▸ **PROBLEM STATEMENT**:
Please set out each line below exactly as it stands, without the images.

▸ **INFORMATION SHOWN**:
......

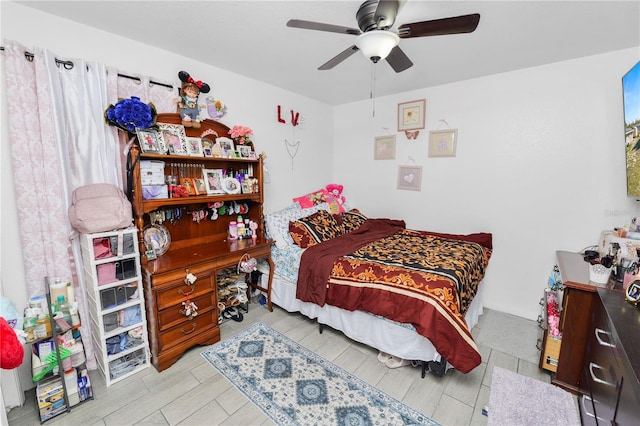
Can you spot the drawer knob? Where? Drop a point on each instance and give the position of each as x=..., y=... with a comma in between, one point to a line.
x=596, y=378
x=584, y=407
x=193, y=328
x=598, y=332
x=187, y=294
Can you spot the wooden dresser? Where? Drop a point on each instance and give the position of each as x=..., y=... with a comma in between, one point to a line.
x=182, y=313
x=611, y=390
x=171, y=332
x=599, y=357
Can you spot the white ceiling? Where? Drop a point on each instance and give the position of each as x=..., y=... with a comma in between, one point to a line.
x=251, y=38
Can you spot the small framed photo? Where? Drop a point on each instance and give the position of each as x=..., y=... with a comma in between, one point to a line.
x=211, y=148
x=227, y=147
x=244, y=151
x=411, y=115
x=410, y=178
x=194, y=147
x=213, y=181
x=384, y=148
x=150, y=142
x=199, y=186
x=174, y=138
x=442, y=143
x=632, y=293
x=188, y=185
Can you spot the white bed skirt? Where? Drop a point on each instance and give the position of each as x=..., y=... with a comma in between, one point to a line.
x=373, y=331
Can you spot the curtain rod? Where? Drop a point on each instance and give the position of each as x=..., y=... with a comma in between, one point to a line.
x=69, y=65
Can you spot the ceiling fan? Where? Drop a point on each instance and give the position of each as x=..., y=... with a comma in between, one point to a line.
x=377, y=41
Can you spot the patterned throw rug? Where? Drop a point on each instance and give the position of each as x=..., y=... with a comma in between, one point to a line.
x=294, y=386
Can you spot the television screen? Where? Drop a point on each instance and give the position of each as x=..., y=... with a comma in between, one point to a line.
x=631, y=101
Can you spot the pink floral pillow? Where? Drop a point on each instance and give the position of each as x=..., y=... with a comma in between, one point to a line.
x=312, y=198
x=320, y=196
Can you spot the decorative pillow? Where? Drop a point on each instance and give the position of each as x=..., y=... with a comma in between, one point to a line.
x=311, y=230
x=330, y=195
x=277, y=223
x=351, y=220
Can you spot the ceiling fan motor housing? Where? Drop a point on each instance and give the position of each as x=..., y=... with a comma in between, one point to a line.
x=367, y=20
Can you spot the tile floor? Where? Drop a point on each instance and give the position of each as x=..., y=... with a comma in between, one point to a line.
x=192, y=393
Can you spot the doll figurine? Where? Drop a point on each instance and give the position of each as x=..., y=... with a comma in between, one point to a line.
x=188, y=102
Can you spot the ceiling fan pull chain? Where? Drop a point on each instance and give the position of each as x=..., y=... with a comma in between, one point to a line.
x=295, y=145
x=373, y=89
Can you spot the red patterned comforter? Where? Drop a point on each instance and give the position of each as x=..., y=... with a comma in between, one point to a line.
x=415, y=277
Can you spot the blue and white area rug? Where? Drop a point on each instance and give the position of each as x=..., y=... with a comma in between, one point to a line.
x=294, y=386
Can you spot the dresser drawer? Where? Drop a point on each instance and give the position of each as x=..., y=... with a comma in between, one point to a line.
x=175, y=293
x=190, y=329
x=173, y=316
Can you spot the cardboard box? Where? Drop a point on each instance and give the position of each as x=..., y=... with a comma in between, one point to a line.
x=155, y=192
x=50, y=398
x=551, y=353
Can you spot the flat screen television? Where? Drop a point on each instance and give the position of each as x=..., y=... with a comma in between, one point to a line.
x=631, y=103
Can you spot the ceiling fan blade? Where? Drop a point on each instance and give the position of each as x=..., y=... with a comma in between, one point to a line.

......

▸ **EXERCISE ANSWER**:
Can you spot the drawer knob? Where? Drop a point on each instance and give the position of each as x=..., y=... with a comma in between, one point to a line.
x=596, y=378
x=584, y=407
x=193, y=328
x=598, y=332
x=187, y=294
Can you spot the wooden dresser? Where? Drop a point on each instance and give the position of each as x=..., y=... with a comma in between, one point to a line.
x=182, y=313
x=611, y=390
x=171, y=332
x=599, y=357
Can you spot the white ceiling? Where? Drop a point on each instance and give the position of each as x=..., y=... with a comma in between, one point to a line.
x=251, y=38
Can you spot the small framed photo? Where? Drop a point on each instance and give the position of each as x=..., y=... with a comma in between, one point to a line.
x=211, y=148
x=227, y=147
x=244, y=151
x=411, y=115
x=410, y=178
x=194, y=147
x=213, y=181
x=384, y=148
x=150, y=142
x=199, y=186
x=174, y=138
x=442, y=143
x=632, y=293
x=188, y=185
Can you spot the white bed skirt? Where? Drop a point on each instance and give the position of each as x=..., y=... with a comma in between, one point to a line.
x=373, y=331
Can you spot the curtain rod? Where? Drop a point on each instance and give the position of each as x=..., y=... with a comma in between, one point to a line.
x=69, y=65
Can you spot the ceiling fan? Where? Drop a point on each instance and give the position of each as x=..., y=... with a comma in between, one point to a line.
x=377, y=41
Can you spot the patterned throw rug? Where? Drop a point on each instance and give the position of each as x=..., y=... with a comma in between, one point to a line.
x=294, y=386
Can you spot the television screen? Where? Drop a point on each instance and give the position of each as x=..., y=... with a comma in between, one point to a line.
x=631, y=101
Can you spot the pink floral pillow? Where? Drop a point on each instance and give the position of each as x=..., y=... with a comma in between, one point to a line.
x=312, y=198
x=320, y=196
Can you spot the decorative pillow? Where? Drop a point on each instance and give the position of each as x=..., y=... with a comma in between, one point to a line.
x=311, y=230
x=330, y=195
x=277, y=223
x=351, y=220
Can you spot the ceiling fan motor housing? Where? Drop a point on each instance and give the position of each as x=..., y=... with a comma in between, one point to a line.
x=367, y=20
Can you spot the tile floor? Where? Drop a point on each instance and give the position of each as x=..., y=... with a comma in between, one point to a line.
x=192, y=393
Can you spot the doll figurine? Where? Drop a point on each instance and give the position of each as x=..., y=... with a comma in between, one point to a line.
x=188, y=102
Can you spot the ceiling fan pull chain? Where? Drop a point on each instance and give the position of each as x=..., y=... with a comma in between, one point to a line.
x=295, y=145
x=373, y=89
Can you spot the red patterned comforter? Where? Drop a point on each instance and give the position of each as x=..., y=... with a comma in between, one point to a line.
x=415, y=277
Can you spot the blue and white area rug? Where? Drop a point on each instance and give the position of each as x=..., y=... with a comma in between, one point to a line.
x=294, y=386
Can you spot the dresser drawer? Where? Drop a point on each instance and give the position of each as x=..., y=... with a comma in between, one point to a line.
x=175, y=293
x=190, y=329
x=173, y=316
Can you spot the cardboard box? Where? Drop a point on each instance and give the position of each as x=..., y=... with a comma in between, one point to a line.
x=155, y=192
x=50, y=398
x=551, y=353
Can you spot the flat screen television? Where? Drop a point on each instance and give the position of each as x=..., y=... with a comma in between, one point to a line.
x=631, y=103
Can you spot the ceiling fan blade? Where? Drop a point on each instance and give the position of each as x=..., y=... with a comma in between, one point to a line.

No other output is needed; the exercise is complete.